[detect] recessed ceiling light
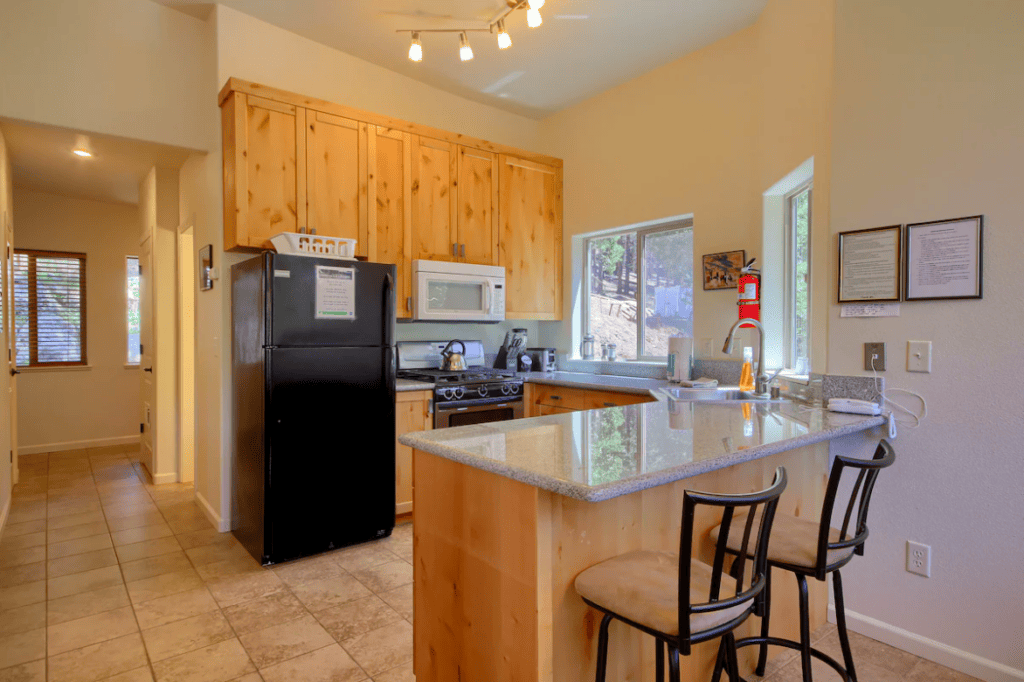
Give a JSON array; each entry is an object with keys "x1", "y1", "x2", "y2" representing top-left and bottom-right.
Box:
[{"x1": 73, "y1": 149, "x2": 92, "y2": 158}]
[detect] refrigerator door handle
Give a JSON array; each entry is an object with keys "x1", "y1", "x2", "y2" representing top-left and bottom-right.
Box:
[{"x1": 383, "y1": 271, "x2": 395, "y2": 343}]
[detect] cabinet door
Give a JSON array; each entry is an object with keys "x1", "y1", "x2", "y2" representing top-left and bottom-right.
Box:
[
  {"x1": 411, "y1": 136, "x2": 457, "y2": 262},
  {"x1": 368, "y1": 126, "x2": 413, "y2": 318},
  {"x1": 396, "y1": 390, "x2": 432, "y2": 515},
  {"x1": 499, "y1": 155, "x2": 562, "y2": 320},
  {"x1": 306, "y1": 111, "x2": 368, "y2": 255},
  {"x1": 457, "y1": 146, "x2": 499, "y2": 265},
  {"x1": 241, "y1": 95, "x2": 307, "y2": 249}
]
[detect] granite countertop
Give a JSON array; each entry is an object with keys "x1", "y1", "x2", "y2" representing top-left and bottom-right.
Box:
[
  {"x1": 397, "y1": 378, "x2": 434, "y2": 392},
  {"x1": 521, "y1": 371, "x2": 671, "y2": 395},
  {"x1": 399, "y1": 400, "x2": 885, "y2": 502}
]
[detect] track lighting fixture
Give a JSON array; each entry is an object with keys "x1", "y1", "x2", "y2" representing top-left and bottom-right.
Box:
[
  {"x1": 408, "y1": 32, "x2": 422, "y2": 62},
  {"x1": 459, "y1": 32, "x2": 474, "y2": 61},
  {"x1": 496, "y1": 20, "x2": 512, "y2": 49},
  {"x1": 397, "y1": 0, "x2": 546, "y2": 64}
]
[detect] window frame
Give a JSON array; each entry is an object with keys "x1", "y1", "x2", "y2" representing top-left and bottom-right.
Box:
[
  {"x1": 14, "y1": 248, "x2": 88, "y2": 368},
  {"x1": 582, "y1": 219, "x2": 694, "y2": 362},
  {"x1": 783, "y1": 181, "x2": 812, "y2": 371},
  {"x1": 126, "y1": 255, "x2": 140, "y2": 366}
]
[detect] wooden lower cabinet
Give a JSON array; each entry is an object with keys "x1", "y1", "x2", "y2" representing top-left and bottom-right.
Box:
[
  {"x1": 525, "y1": 383, "x2": 655, "y2": 417},
  {"x1": 395, "y1": 390, "x2": 432, "y2": 515}
]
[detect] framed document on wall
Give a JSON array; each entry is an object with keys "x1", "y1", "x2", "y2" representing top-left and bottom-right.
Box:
[
  {"x1": 838, "y1": 225, "x2": 902, "y2": 303},
  {"x1": 904, "y1": 216, "x2": 983, "y2": 301}
]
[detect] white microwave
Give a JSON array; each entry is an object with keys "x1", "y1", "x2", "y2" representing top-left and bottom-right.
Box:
[{"x1": 412, "y1": 260, "x2": 506, "y2": 322}]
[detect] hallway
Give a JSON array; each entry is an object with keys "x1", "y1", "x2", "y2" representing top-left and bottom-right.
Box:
[{"x1": 0, "y1": 445, "x2": 414, "y2": 682}]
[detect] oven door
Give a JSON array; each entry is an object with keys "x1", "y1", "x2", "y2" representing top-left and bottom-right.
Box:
[{"x1": 435, "y1": 399, "x2": 524, "y2": 428}]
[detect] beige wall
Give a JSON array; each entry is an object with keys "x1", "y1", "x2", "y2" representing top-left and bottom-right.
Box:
[
  {"x1": 0, "y1": 0, "x2": 209, "y2": 152},
  {"x1": 13, "y1": 187, "x2": 141, "y2": 452},
  {"x1": 536, "y1": 0, "x2": 833, "y2": 368},
  {"x1": 828, "y1": 2, "x2": 1024, "y2": 677}
]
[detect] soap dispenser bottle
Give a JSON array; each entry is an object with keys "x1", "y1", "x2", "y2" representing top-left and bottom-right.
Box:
[{"x1": 739, "y1": 347, "x2": 755, "y2": 391}]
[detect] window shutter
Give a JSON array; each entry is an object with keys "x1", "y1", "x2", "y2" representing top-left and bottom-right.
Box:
[{"x1": 13, "y1": 250, "x2": 87, "y2": 367}]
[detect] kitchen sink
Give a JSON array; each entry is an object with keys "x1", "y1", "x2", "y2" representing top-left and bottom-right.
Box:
[{"x1": 659, "y1": 387, "x2": 789, "y2": 402}]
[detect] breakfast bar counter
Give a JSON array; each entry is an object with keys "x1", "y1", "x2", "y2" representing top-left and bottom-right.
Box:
[{"x1": 399, "y1": 400, "x2": 885, "y2": 682}]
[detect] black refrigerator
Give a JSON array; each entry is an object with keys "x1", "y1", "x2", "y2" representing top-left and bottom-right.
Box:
[{"x1": 231, "y1": 253, "x2": 396, "y2": 565}]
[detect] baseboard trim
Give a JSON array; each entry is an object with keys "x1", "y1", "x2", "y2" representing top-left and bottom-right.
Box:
[
  {"x1": 151, "y1": 472, "x2": 178, "y2": 485},
  {"x1": 196, "y1": 490, "x2": 230, "y2": 533},
  {"x1": 18, "y1": 435, "x2": 140, "y2": 456},
  {"x1": 0, "y1": 494, "x2": 11, "y2": 541},
  {"x1": 829, "y1": 606, "x2": 1024, "y2": 682},
  {"x1": 395, "y1": 501, "x2": 412, "y2": 515}
]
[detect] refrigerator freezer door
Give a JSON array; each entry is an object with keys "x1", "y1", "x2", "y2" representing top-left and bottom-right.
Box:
[
  {"x1": 268, "y1": 255, "x2": 395, "y2": 348},
  {"x1": 264, "y1": 346, "x2": 396, "y2": 563}
]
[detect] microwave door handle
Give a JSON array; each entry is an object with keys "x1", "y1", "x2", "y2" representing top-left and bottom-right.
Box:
[{"x1": 484, "y1": 282, "x2": 492, "y2": 314}]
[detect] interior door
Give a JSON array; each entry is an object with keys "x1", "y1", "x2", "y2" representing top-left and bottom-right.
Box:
[
  {"x1": 139, "y1": 234, "x2": 155, "y2": 476},
  {"x1": 3, "y1": 217, "x2": 14, "y2": 485}
]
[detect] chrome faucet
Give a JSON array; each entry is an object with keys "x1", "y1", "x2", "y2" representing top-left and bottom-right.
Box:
[{"x1": 722, "y1": 318, "x2": 770, "y2": 396}]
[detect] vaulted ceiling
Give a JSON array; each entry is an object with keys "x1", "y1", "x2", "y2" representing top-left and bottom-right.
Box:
[{"x1": 153, "y1": 0, "x2": 768, "y2": 118}]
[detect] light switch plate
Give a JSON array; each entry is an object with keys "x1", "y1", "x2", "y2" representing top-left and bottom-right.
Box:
[
  {"x1": 864, "y1": 342, "x2": 886, "y2": 371},
  {"x1": 907, "y1": 340, "x2": 932, "y2": 373}
]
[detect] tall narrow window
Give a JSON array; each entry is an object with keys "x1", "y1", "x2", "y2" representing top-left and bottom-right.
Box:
[
  {"x1": 584, "y1": 221, "x2": 693, "y2": 360},
  {"x1": 786, "y1": 184, "x2": 812, "y2": 371},
  {"x1": 126, "y1": 256, "x2": 140, "y2": 364},
  {"x1": 14, "y1": 250, "x2": 87, "y2": 367}
]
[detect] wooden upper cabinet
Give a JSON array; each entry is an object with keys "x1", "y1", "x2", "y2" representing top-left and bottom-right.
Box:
[
  {"x1": 368, "y1": 126, "x2": 413, "y2": 318},
  {"x1": 499, "y1": 155, "x2": 563, "y2": 320},
  {"x1": 306, "y1": 111, "x2": 368, "y2": 256},
  {"x1": 223, "y1": 92, "x2": 306, "y2": 251},
  {"x1": 457, "y1": 146, "x2": 499, "y2": 266},
  {"x1": 410, "y1": 137, "x2": 457, "y2": 263}
]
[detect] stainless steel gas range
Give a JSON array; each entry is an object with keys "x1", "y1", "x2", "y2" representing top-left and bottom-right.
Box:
[{"x1": 396, "y1": 341, "x2": 524, "y2": 428}]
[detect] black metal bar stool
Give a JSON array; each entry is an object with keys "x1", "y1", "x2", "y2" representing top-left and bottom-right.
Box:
[
  {"x1": 709, "y1": 440, "x2": 896, "y2": 682},
  {"x1": 574, "y1": 468, "x2": 788, "y2": 682}
]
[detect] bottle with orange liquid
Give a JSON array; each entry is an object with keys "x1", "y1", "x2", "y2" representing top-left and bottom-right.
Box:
[{"x1": 738, "y1": 347, "x2": 755, "y2": 391}]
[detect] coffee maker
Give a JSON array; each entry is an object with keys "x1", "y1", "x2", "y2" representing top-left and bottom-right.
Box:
[{"x1": 494, "y1": 328, "x2": 528, "y2": 371}]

**Instructions for the task**
Each line above that contains the string "door" should be copied.

**Answer**
[detect] refrigerator door handle
[detect] cabinet door
[detect] oven door
[detect] refrigerator freezer door
[detect] microwave door handle
[detect] interior door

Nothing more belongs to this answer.